• Excerpt

##########

# Mergesort C# and C++

Mergesort is another prominent sorting algorithm. Just like Quicksort its a divide and conquer based algorithm. However, unlike Quicksort, Mergesort is stable. Nonetheless, it is also recommended for larger collections. Run time for this algorithm is O(n log n), for best, average, and worst case. In terms of space complexity, Mergesort takes O(n) amount of space, worst case (this is due to the size of the array itself, the array is “n” amount of elements, we need to store the elements somewhere after sorting) .

Algorithm explained:

Merge Sort:

1. Divide Step

If a given array A has zero or one element, simply return; it is already sorted. Otherwise, split A[p .. r] into two subarrays A[p .. q] and A[q + 1 .. r], each containing about half of the elements of A[p .. r]. That is, q is the halfway point of A[p .. r].

##########

• Exercise instructions
a – From the Mergesort page, write out the passage from "If a given array" up to and including "point of A[p .. r]." without changing a word.
b – According to the Mergesort page, what property does Mergesort have that Quicksort lacks?

• Material provided
##########

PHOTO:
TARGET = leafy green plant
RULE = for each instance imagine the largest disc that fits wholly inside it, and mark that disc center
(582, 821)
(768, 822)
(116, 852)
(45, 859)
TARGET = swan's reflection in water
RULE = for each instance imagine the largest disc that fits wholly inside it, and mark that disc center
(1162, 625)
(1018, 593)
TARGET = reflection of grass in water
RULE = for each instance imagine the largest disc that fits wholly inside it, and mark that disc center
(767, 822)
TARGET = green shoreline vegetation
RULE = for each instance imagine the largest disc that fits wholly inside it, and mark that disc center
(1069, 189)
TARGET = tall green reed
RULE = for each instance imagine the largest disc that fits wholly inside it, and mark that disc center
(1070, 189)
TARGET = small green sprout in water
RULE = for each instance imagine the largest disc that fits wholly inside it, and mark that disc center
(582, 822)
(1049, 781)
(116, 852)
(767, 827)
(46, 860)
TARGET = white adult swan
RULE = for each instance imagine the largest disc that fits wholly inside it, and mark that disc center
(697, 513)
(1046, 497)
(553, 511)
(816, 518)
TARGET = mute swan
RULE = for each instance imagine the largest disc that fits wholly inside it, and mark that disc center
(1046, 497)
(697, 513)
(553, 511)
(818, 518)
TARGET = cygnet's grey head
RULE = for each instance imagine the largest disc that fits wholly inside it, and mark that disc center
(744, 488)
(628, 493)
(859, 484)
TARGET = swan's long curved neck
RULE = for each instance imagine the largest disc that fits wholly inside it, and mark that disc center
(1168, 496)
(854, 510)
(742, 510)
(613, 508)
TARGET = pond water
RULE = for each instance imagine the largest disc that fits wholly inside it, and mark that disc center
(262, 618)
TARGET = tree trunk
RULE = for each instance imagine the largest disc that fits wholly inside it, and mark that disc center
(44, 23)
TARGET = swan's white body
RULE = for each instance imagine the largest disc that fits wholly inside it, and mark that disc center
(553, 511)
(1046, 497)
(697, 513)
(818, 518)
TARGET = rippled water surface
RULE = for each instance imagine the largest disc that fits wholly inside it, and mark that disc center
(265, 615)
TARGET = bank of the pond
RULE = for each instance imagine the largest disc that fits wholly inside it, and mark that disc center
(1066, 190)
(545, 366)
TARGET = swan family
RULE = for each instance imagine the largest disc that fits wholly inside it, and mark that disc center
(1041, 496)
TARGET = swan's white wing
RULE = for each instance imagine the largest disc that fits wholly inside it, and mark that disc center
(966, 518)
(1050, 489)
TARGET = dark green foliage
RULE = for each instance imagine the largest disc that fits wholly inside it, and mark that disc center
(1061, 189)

##########

• Replies
a –
If a given array A has zero or one element, simply return; it is already sorted. Otherwise, split A[p .. r] into two subarrays A[p .. q] and A[q + 1 .. r], each containing about half of the elements of A[p .. r]. That is, q is the halfway point of A[p .. r].

b – Mergesort is stable.